A century after Ernest Shackleton’s ship Endurance sank in the waters of Antarctica, resulting in one of the greatest survival stories in the history of exploration, a team of modern adventurers, technicians and scientists is setting sail to find the wreck.
With a crew of 46 and a 64-member expedition team aboard, a South African icebreaker, the Agulhas II, is set to leave Cape Town on Saturday, bound for the Weddell Sea. Once there, the team hopes to find the wreck and explore it with two underwater drones.
Getting there won’t be easy. Crushed by pack ice in 1915, the 144-foot-long Endurance is sitting in 10,000 feet of water. And this isn’t just any water: In the Weddell, a swirling current sustains a mass of thick, nasty sea ice that can be a match even for modern icebreakers.
Shackleton himself, whose plans to be the first to cross Antarctica were derailed by the loss of his ship, described the site of the sinking as “the worst portion of the worst sea in the world.”
“It’s the most unreachable wreck ever,” said Mensun Bound, a marine archaeologist and director of exploration of the expedition, Endurance22. “Which makes this the greatest wreck hunt of all time.”

### Problems and tasks
**a.** Answer these questions using the Endurance article:
(i) How many crew members are aboard the Agulhas II?
(ii) How deep is the water in which the Endurance lies?
(iii) What is Mensun Bound's title on the expedition?
**b.** Reproduce the stretch of the Endurance article from "A century after" through "find the wreck.", word for word.
Use only the Endurance article above as your source.

### Material supplied
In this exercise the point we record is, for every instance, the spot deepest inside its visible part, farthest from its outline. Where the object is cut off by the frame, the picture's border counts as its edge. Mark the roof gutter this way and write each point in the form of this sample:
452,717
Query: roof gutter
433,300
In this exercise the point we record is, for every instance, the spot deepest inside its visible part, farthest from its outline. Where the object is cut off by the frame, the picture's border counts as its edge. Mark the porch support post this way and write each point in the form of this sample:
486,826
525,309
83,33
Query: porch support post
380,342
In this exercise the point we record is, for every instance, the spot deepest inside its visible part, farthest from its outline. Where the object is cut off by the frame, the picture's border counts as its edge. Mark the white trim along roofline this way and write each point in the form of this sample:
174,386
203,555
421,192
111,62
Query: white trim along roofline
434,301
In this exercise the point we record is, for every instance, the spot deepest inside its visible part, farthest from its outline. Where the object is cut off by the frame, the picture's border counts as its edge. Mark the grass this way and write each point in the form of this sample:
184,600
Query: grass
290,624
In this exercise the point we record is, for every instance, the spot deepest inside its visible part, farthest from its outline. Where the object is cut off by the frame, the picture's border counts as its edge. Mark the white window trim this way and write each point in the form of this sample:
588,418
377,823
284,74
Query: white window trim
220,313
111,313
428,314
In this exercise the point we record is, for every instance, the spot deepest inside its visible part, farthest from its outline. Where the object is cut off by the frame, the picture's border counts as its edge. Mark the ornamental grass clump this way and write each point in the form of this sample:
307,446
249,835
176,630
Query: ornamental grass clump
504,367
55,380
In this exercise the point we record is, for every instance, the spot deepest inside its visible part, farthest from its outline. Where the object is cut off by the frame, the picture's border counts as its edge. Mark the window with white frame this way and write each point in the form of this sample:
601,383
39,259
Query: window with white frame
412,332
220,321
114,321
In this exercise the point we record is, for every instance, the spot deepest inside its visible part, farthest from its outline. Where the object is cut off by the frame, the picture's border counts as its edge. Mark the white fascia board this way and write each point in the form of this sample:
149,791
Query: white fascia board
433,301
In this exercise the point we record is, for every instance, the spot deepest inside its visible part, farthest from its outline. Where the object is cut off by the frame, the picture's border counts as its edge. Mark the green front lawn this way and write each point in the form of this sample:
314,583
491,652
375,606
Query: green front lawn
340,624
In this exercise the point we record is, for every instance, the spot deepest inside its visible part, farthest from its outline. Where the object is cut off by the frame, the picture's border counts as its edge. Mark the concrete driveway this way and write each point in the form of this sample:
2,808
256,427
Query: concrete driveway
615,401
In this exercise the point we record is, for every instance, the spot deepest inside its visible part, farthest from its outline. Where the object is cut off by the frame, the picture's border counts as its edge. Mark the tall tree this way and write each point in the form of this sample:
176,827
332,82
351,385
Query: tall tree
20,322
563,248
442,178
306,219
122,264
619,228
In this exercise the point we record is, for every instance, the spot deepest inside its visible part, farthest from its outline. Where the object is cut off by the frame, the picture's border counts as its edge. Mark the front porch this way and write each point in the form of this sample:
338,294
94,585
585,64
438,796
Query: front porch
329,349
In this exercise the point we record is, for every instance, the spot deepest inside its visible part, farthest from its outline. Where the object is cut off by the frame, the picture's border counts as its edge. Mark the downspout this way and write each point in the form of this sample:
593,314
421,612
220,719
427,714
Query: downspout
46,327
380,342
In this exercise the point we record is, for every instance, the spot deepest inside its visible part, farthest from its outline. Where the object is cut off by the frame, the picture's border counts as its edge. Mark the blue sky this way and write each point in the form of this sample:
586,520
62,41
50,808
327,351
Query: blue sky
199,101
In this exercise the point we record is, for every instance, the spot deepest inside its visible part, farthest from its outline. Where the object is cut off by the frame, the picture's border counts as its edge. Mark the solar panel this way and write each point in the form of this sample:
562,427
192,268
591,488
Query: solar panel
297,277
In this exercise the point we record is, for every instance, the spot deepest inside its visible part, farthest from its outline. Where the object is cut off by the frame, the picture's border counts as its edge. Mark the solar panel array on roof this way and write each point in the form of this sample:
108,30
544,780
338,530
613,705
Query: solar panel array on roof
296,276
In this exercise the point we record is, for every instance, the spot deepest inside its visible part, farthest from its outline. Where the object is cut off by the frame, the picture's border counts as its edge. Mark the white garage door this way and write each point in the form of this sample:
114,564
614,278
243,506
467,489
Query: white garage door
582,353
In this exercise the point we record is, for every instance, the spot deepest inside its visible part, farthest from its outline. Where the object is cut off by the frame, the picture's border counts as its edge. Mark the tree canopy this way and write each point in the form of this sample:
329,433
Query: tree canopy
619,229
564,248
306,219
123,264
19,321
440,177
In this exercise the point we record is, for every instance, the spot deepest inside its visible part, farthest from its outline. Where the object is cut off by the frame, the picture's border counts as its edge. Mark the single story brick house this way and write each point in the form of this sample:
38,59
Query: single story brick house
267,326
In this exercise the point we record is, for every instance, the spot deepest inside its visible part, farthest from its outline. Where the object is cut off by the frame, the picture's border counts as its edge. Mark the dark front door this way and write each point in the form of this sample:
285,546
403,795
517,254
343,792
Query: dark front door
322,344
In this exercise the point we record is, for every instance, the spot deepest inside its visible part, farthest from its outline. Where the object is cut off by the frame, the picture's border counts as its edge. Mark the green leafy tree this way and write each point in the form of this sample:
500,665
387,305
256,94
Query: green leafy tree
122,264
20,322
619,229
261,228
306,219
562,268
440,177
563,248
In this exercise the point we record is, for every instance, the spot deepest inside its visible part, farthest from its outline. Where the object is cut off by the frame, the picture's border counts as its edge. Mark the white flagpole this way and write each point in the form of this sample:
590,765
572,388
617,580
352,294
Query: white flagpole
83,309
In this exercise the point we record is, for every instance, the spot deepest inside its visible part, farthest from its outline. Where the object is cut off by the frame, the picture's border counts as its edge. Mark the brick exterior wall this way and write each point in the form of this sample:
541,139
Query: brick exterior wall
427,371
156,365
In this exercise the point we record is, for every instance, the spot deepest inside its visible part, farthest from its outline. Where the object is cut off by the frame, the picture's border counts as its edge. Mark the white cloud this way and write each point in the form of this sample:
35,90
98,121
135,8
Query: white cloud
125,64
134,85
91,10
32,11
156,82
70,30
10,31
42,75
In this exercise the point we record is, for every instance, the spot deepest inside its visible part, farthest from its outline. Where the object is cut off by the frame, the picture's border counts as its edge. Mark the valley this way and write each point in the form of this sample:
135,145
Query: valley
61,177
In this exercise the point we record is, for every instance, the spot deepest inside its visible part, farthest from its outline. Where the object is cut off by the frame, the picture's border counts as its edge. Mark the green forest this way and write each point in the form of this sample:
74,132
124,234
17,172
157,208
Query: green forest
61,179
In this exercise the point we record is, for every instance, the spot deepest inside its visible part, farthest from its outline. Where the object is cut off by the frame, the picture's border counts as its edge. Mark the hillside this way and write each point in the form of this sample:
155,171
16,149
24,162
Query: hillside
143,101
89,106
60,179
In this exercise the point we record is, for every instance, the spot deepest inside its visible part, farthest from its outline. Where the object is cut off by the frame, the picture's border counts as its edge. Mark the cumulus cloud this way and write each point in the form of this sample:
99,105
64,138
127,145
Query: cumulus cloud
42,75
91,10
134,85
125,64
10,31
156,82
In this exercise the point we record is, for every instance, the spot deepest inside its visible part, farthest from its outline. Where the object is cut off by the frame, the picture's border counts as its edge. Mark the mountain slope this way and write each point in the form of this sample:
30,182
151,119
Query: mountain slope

### Response list
**a.**
(i) 46
(ii) 10,000 feet
(iii) Director of exploration

**b.**
A century after Ernest Shackleton’s ship Endurance sank in the waters of Antarctica, resulting in one of the greatest survival stories in the history of exploration, a team of modern adventurers, technicians and scientists is setting sail to find the wreck.